(Material):

>> BEGIN

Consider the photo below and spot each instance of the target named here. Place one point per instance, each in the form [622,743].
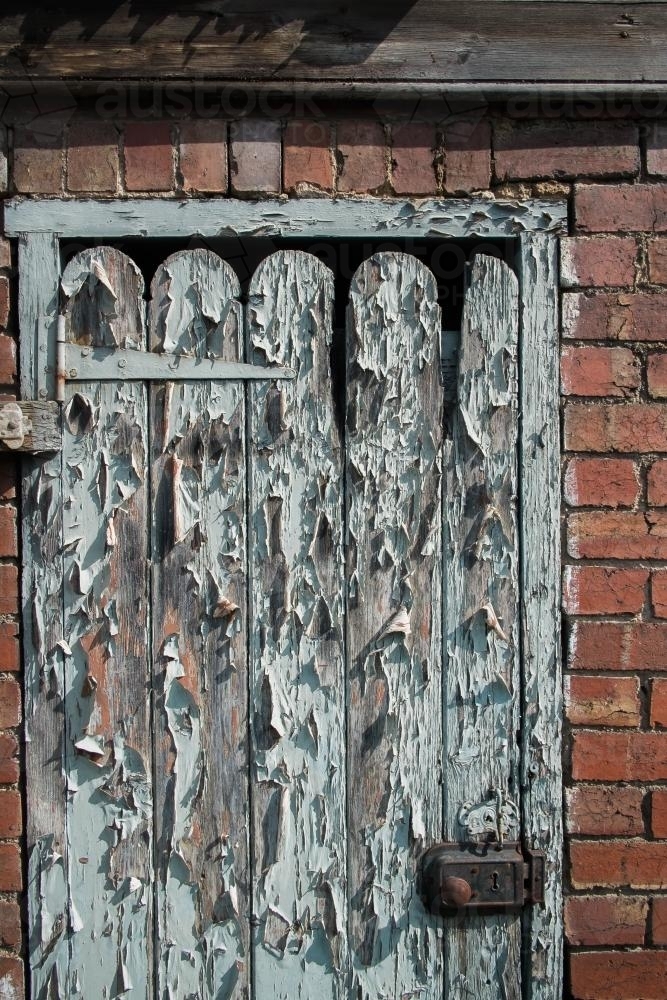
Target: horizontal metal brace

>> END
>> BEGIN

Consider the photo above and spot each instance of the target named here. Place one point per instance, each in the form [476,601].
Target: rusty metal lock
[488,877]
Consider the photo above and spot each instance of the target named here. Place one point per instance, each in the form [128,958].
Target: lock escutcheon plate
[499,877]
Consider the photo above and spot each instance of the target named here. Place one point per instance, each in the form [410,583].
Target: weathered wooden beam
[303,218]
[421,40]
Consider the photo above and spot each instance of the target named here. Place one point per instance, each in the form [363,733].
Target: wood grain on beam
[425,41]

>> END
>> BEGIN

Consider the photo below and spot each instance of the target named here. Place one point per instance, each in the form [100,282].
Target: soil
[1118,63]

>> END

Rename "horizontal metal brace" to "horizontal steel bar" in the records, starting at the line that has "the form [622,743]." and stopping after the line that has "Target: horizontal metal brace". Give back only those lines with everything else unchanged, and leave the picture out.

(Full answer):
Consider the photo below and spot each instance of the target named here. Place one point per instance, each in the form [622,743].
Target: horizontal steel bar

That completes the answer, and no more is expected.